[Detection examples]
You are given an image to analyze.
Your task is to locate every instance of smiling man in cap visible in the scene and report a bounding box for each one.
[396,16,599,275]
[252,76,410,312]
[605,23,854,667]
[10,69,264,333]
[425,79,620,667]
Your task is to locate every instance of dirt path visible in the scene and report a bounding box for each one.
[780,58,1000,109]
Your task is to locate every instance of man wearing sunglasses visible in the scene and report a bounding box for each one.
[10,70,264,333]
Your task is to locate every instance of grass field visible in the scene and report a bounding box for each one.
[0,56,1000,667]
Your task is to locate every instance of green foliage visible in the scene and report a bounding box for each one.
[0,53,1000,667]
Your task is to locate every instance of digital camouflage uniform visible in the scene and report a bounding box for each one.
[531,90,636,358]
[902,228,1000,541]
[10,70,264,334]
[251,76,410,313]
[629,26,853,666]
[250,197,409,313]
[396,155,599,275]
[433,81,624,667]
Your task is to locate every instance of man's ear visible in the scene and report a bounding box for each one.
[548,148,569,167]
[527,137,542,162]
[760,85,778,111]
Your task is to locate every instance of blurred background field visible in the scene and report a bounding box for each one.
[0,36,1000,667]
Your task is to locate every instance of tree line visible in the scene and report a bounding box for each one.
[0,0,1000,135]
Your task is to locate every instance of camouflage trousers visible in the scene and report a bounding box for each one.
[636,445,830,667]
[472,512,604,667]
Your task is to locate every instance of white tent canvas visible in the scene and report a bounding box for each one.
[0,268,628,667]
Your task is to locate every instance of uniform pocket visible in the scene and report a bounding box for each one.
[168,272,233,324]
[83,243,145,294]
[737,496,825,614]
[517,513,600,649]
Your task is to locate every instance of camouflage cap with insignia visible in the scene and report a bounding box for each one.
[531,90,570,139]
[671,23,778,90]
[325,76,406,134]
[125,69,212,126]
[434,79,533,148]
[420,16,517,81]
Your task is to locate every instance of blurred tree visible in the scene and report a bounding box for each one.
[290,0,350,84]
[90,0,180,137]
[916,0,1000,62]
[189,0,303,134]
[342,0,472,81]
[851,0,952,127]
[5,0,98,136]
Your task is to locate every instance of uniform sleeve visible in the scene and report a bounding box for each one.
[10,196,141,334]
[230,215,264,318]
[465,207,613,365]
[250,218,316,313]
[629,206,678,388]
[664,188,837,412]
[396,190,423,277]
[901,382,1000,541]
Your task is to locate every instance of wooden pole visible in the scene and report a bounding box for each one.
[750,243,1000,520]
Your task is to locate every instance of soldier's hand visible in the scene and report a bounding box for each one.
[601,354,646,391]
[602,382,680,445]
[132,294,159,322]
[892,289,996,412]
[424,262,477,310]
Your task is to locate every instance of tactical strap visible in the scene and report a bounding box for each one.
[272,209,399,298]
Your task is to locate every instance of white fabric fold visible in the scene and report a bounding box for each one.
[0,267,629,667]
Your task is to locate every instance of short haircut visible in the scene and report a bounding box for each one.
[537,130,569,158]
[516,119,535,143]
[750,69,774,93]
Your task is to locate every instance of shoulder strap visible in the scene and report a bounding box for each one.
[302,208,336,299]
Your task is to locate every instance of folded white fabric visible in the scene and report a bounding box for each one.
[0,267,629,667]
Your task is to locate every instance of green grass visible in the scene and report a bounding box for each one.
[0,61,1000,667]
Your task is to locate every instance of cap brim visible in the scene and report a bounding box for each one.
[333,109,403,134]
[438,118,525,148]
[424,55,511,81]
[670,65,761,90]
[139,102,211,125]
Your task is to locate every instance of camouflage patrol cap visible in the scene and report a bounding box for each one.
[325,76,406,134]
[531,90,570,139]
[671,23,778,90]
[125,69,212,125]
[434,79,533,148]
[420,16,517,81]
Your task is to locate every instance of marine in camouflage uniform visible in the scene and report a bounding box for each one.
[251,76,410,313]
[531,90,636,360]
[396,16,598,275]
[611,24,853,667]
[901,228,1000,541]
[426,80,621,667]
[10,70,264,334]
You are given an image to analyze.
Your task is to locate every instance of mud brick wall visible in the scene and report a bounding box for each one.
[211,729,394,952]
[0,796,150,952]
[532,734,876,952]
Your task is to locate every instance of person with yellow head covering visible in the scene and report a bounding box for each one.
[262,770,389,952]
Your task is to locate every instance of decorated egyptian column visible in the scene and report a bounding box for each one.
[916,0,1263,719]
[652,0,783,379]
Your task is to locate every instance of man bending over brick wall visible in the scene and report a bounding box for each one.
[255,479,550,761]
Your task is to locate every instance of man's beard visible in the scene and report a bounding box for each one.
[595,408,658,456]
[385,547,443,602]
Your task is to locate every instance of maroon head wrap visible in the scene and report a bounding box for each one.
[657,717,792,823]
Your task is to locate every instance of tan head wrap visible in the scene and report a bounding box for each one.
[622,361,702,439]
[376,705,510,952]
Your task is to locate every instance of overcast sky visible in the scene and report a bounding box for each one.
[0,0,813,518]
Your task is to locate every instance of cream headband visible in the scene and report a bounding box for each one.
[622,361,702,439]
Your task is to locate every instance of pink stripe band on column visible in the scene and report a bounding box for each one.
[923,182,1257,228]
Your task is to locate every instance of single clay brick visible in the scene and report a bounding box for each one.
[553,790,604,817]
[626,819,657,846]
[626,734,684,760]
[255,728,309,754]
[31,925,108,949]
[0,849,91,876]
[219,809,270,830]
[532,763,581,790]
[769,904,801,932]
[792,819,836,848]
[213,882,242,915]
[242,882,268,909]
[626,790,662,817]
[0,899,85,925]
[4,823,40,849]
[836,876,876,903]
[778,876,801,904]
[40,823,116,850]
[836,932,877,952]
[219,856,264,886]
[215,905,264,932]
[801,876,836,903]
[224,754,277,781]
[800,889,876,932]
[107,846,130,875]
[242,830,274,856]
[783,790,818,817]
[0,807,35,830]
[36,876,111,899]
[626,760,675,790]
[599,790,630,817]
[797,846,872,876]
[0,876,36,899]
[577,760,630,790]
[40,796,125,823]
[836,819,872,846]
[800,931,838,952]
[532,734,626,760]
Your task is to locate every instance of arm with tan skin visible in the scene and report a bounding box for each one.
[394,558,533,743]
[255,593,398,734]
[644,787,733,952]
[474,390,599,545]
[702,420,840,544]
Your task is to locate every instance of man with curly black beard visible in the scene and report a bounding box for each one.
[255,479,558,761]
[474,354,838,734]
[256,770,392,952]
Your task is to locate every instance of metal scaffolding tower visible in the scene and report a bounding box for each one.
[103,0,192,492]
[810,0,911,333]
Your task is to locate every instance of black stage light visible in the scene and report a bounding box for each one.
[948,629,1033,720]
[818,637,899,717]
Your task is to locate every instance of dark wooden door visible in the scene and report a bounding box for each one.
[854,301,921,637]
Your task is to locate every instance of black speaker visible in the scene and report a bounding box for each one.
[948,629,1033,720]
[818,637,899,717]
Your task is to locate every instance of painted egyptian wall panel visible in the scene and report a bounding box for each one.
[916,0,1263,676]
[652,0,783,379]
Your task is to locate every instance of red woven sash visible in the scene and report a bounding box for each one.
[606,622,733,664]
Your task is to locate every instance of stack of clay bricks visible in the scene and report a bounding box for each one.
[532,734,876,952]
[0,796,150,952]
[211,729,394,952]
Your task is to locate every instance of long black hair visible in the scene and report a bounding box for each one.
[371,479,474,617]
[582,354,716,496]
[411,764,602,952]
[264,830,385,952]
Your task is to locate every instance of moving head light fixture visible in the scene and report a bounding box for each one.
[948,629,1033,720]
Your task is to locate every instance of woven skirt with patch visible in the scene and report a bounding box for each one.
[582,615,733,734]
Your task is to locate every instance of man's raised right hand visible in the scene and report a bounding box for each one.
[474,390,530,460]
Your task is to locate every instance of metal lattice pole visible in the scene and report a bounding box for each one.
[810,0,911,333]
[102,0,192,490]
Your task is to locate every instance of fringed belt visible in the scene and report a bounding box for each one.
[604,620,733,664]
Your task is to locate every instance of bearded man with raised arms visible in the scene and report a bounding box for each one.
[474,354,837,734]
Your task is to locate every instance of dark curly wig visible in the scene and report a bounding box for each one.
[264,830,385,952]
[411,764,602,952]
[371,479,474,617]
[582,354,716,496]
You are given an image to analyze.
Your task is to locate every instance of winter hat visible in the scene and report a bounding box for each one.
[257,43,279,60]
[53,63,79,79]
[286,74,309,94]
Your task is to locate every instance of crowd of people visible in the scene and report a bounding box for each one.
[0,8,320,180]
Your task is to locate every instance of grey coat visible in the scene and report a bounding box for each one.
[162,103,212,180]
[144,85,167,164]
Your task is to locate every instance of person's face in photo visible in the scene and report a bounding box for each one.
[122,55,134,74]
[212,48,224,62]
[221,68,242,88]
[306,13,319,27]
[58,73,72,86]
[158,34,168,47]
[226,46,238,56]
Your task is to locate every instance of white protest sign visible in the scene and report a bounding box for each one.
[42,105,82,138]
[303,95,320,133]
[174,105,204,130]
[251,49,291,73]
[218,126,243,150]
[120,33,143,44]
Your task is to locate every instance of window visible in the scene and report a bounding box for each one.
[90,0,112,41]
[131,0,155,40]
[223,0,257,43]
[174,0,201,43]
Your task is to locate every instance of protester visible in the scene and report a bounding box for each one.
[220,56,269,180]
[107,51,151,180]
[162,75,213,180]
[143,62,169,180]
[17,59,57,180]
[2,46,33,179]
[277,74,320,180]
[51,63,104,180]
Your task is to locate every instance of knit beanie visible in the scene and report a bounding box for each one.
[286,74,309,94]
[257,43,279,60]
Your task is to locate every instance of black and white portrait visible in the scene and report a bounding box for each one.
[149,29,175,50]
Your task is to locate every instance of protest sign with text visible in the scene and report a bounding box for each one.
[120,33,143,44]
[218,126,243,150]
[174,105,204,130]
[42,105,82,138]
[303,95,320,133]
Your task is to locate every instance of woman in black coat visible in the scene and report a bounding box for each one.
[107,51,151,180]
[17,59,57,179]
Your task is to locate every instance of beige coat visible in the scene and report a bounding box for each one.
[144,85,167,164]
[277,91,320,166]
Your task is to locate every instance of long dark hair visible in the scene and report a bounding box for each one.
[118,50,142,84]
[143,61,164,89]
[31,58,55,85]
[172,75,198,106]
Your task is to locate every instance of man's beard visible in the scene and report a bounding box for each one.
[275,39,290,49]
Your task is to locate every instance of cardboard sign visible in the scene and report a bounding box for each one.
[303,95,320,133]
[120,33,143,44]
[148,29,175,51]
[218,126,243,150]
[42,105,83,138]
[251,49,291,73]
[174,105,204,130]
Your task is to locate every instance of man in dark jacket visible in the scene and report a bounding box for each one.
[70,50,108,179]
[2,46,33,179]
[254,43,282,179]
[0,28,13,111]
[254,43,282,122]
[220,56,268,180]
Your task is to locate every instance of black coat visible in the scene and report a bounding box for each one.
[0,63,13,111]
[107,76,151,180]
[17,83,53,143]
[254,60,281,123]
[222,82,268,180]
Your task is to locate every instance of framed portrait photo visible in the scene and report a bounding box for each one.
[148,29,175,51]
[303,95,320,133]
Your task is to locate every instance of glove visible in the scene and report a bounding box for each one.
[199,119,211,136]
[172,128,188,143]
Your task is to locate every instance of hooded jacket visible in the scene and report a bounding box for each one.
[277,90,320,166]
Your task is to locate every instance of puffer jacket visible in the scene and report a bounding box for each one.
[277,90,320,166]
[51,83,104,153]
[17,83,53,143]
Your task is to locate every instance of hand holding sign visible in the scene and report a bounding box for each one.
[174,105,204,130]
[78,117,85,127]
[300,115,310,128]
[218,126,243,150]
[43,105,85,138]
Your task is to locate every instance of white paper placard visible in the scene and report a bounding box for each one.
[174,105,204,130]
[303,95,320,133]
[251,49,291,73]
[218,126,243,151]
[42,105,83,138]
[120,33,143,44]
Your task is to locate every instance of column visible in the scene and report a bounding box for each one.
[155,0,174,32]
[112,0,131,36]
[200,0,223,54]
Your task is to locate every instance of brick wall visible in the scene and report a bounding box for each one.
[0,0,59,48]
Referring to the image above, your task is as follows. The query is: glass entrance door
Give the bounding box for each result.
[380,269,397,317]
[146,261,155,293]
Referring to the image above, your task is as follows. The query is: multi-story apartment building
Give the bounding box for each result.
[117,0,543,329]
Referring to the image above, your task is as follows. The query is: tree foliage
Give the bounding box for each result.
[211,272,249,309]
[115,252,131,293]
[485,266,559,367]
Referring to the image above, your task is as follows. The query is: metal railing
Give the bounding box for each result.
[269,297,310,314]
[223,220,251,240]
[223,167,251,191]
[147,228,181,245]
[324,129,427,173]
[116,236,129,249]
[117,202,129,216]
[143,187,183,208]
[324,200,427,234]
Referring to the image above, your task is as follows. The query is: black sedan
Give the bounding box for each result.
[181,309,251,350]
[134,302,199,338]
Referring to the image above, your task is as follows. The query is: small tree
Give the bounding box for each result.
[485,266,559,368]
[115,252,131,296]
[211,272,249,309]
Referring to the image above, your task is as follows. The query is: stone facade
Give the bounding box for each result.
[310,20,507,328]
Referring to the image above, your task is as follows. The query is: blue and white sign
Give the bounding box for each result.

Task instructions ▸ Recast everything from the line containing "Your task is to locate every instance of camouflage cap" down to and including the line containing "[302,208,336,299]" as a Markdown table with the columns Number and Line. Number each line in order and leave out any blank lines.

Completed task ▸
| Number | Line |
|---|---|
| 1 | Your task is to locate every instance of camouflage cap with insignia visible in the scene and report a bounding box for each one. |
| 2 | [531,90,570,139] |
| 3 | [671,23,778,90] |
| 4 | [325,76,406,134] |
| 5 | [125,69,212,126] |
| 6 | [434,79,533,148] |
| 7 | [420,16,517,81] |
| 8 | Your task is to locate every instance of blurred tree visible in the scene and report a bounding box for each one. |
| 9 | [290,0,350,84] |
| 10 | [90,0,180,137] |
| 11 | [916,0,1000,62] |
| 12 | [189,0,303,134] |
| 13 | [342,0,472,81] |
| 14 | [851,0,952,127] |
| 15 | [5,0,98,136] |
| 16 | Your task is to locate every instance of uniform sleeve visible in the scene and report a bounding box for each one. |
| 17 | [10,196,141,334] |
| 18 | [230,215,264,318] |
| 19 | [465,207,613,365] |
| 20 | [250,218,316,313] |
| 21 | [629,206,678,388] |
| 22 | [664,188,837,412] |
| 23 | [396,190,423,277] |
| 24 | [901,382,1000,541] |
| 25 | Your task is to locate every instance of wooden pole visible in the scene and report a bounding box for each one. |
| 26 | [750,243,1000,520] |
| 27 | Your task is to locate every instance of soldier's hand visible in the scene and report a bounding box for each one. |
| 28 | [601,354,646,391] |
| 29 | [602,382,680,445] |
| 30 | [132,294,159,322] |
| 31 | [892,289,996,412] |
| 32 | [424,262,477,310] |
| 33 | Your task is to locate every instance of tactical strap visible in the scene and report a bounding box for each one. |
| 34 | [272,209,399,298] |
| 35 | Your task is to locate every instance of white fabric fold visible in the scene and report a bounding box for each one. |
| 36 | [0,267,629,667] |
| 37 | Your task is to locate every instance of short haircut visible in the scene and report a bounding box for each one. |
| 38 | [537,130,569,158] |
| 39 | [516,119,535,143] |
| 40 | [750,69,774,93] |
| 41 | Your task is to locate every instance of shoulder strap visible in the scene and report a bounding box for each one. |
| 42 | [302,208,336,299] |